Referring expression data
════════════════════

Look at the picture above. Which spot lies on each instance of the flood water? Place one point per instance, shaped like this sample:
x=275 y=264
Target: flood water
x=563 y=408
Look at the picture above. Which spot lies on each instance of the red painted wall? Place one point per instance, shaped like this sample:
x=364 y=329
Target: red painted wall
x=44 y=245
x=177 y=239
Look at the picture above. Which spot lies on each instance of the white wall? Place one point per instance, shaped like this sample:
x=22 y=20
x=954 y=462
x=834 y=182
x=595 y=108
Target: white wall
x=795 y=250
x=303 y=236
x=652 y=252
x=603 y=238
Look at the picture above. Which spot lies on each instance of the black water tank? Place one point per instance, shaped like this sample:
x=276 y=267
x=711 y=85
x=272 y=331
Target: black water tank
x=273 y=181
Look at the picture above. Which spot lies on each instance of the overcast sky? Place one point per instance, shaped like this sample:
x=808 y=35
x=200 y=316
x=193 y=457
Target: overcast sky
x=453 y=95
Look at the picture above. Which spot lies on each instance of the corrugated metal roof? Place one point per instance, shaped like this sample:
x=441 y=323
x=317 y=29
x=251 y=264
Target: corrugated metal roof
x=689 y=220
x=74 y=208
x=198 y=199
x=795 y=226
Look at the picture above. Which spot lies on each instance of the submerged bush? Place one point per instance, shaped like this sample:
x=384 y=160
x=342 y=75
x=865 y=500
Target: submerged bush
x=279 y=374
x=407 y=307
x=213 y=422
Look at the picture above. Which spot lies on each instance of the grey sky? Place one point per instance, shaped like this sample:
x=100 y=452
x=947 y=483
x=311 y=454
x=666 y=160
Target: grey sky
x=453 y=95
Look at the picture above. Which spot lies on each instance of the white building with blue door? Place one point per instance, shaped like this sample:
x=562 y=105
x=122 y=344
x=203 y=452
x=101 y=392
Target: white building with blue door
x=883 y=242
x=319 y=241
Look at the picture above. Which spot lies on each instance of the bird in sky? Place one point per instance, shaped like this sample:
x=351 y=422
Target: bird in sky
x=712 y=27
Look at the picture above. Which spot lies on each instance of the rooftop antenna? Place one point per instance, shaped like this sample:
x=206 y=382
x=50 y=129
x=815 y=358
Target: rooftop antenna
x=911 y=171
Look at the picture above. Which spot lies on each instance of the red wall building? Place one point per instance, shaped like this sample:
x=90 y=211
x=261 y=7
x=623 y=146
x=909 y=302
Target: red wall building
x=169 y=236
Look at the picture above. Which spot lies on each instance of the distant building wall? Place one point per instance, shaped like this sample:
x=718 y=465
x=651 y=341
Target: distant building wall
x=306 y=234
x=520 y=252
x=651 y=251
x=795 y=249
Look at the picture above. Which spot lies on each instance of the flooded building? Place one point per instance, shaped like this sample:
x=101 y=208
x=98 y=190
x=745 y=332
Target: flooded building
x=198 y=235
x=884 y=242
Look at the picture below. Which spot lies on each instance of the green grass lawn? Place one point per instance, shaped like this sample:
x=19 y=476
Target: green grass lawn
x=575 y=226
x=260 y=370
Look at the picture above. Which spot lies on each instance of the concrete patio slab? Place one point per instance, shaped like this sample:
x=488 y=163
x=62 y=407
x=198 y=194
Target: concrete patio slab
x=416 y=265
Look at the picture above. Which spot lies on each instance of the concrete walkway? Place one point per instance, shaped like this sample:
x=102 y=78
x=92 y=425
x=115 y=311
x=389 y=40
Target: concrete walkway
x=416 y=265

════════════════════

PROBLEM DESCRIPTION> A word-for-word copy of the data is what should be returned.

ANSWER SECTION>
Look at the picture above. Which spot lies on each instance of the flood water? Place one point per instance, shaped like this sample:
x=275 y=264
Target: flood water
x=563 y=408
Look at the picture above. Which spot lies on each instance of the red painted wall? Place one point per instance, shaped like this sample:
x=364 y=329
Target: red painted wall
x=44 y=245
x=177 y=239
Look at the picture above. Which spot lies on each instance of the white wall? Place one point per instance, shaped like this sample:
x=22 y=20
x=954 y=462
x=834 y=182
x=595 y=108
Target: white wall
x=795 y=250
x=303 y=236
x=652 y=252
x=603 y=238
Look at the picture above. Which spot lies on each instance of the black water tank? Place one point per instance, shaped like this sample:
x=276 y=267
x=711 y=85
x=272 y=331
Target: black water tank
x=273 y=181
Look at the picture above. Which spot lies on each instance of the overcast sky? Place one point per instance, shaped like this sample:
x=808 y=35
x=200 y=316
x=193 y=457
Target: overcast sky
x=453 y=95
Look at the picture above. Which spot lies on each instance of the corrugated metal roof? Place one point per instance, shaped like this sample:
x=441 y=323
x=317 y=29
x=251 y=264
Target: corrugated metal roof
x=689 y=220
x=74 y=208
x=198 y=199
x=795 y=226
Look at the picture above. Which spot lies on each instance of the submerged bush? Place one point per instance, shaped like this sample:
x=384 y=160
x=342 y=75
x=865 y=500
Target: submerged bush
x=279 y=374
x=407 y=307
x=213 y=422
Look at the picture above. Which spot lies on each instance of the grey sky? Place one point per instance, shaped like this sample:
x=100 y=452
x=947 y=483
x=311 y=454
x=666 y=160
Target: grey sky
x=453 y=95
Look at the picture above. Which spot lies on each instance of the white building with blue door? Place one point per instance, shaped like this sample:
x=562 y=105
x=122 y=344
x=203 y=452
x=101 y=392
Target: white building with blue door
x=883 y=242
x=319 y=241
Look at the picture above. Which spot lies on each instance of the bird in sky? Place one point per instance, shaped like this sample:
x=351 y=422
Target: bird in sky
x=712 y=27
Look at the picture above. Which spot lies on each instance of the rooftop antenna? Place one point per instance, shaped like this sample:
x=206 y=382
x=50 y=129
x=815 y=358
Target: rooftop antenna
x=911 y=171
Look at the picture above. Which spot lies on each instance of the red wall building? Place one point per instance, shaped like this sample:
x=90 y=211
x=261 y=7
x=623 y=146
x=909 y=302
Target: red wall building
x=169 y=236
Look at the picture above. Which spot lies on each instance of the distant building wall? Place one point per instance, shaped like this sample:
x=718 y=465
x=651 y=341
Target: distant building wall
x=306 y=234
x=520 y=252
x=651 y=251
x=795 y=249
Look at the picture above. Which spot lies on each instance of the flooded building? Place one point per instance, shaped like this sample:
x=101 y=208
x=98 y=190
x=745 y=332
Target: flooded building
x=198 y=235
x=884 y=242
Look at the picture below. Which spot lies on each instance of the green grass lawn? Place one point per instance, shaped like this sample:
x=19 y=476
Target: green grass lawn
x=575 y=226
x=260 y=370
Look at the picture above. Which spot lies on each instance of the concrete patio slab? Place one point per instance, shaped like this sample:
x=488 y=163
x=62 y=407
x=198 y=194
Target: concrete patio slab
x=416 y=265
Look at the picture above. Which spot lies on each instance of the concrete walkway? Place one point per instance, shaped like this sample:
x=102 y=78
x=92 y=425
x=115 y=311
x=389 y=40
Target: concrete walkway
x=416 y=265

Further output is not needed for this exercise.